Source records section start

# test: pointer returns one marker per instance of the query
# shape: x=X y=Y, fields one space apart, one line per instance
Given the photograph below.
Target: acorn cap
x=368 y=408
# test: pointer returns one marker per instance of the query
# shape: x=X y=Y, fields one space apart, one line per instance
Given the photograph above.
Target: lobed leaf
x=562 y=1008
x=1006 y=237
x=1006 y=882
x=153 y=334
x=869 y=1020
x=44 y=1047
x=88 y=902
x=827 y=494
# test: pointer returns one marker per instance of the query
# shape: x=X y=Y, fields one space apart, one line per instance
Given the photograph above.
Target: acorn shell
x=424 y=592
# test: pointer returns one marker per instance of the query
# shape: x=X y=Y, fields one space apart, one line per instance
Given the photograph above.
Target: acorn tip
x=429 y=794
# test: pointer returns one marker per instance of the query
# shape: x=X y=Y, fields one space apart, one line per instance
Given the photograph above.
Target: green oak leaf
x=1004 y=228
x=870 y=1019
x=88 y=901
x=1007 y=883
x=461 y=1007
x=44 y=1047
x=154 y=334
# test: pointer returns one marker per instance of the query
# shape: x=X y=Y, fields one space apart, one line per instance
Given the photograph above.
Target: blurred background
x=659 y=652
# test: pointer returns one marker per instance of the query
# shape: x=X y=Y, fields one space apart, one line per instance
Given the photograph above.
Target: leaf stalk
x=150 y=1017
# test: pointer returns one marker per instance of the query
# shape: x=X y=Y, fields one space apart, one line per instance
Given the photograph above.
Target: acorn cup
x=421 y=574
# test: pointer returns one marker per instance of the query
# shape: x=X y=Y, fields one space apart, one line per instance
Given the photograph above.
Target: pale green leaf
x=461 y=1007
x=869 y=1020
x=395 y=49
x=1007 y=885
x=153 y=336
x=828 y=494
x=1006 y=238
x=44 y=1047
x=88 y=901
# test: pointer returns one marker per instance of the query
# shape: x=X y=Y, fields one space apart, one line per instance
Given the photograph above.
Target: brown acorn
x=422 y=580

Source records section end

Give back each line above exactly as written.

§ **Result of the task**
# test: pointer returns one marker per instance of the query
# shape: x=X y=Y, fields one space apart, one line per instance
Given the photograph below.
Target: acorn cap
x=368 y=408
# test: pointer returns one marker per instance of the query
# shape: x=X y=Y, fields one space apart, one line per instance
Given the photograph above.
Target: lobed leaf
x=562 y=1008
x=1006 y=237
x=1006 y=882
x=153 y=334
x=869 y=1020
x=44 y=1047
x=88 y=902
x=827 y=494
# test: pointer returns one marker per instance of the query
# shape: x=X y=Y, fields one space apart, one line per instance
Given the photograph above.
Target: acorn shell
x=424 y=592
# test: pointer returns one marker per instance of the query
# shape: x=X y=Y, fields one space apart, one line per instance
Given the photograph above.
Target: acorn tip
x=429 y=794
# test: pointer returns one marker per instance of the query
# shape: x=X y=Y, fields one space apart, one line per instance
Given the photograph above.
Target: green oak leaf
x=1004 y=228
x=870 y=1019
x=88 y=901
x=1007 y=883
x=461 y=1007
x=44 y=1047
x=154 y=334
# test: pointer returns one marker per instance of the query
# shape: x=X y=Y, fields one space apart, one line per instance
Given the photograph above.
Target: blurred background
x=659 y=652
# test: pointer returns one marker per instance of the query
# shape: x=X y=Y, fields one space apart, one line per instance
Given the photograph above.
Target: leaf stalk
x=150 y=1017
# test: pointer returns one marker per instance of the query
# shape: x=X y=Y, fields one space apart, one line per instance
Given the photograph above.
Target: acorn cup
x=421 y=574
# test: pointer returns one marker per instance of the query
# shape: x=X y=Y, fields one space apart, one line per instance
Given the photograph above.
Target: pale green leaf
x=461 y=1007
x=869 y=1020
x=395 y=49
x=1007 y=885
x=153 y=336
x=828 y=494
x=1006 y=238
x=44 y=1047
x=88 y=901
# test: pointer returns one marker per instance of the query
# shape: x=X y=Y, fields one space apart, one line per instance
Given the photograph above.
Target: brown acorn
x=422 y=580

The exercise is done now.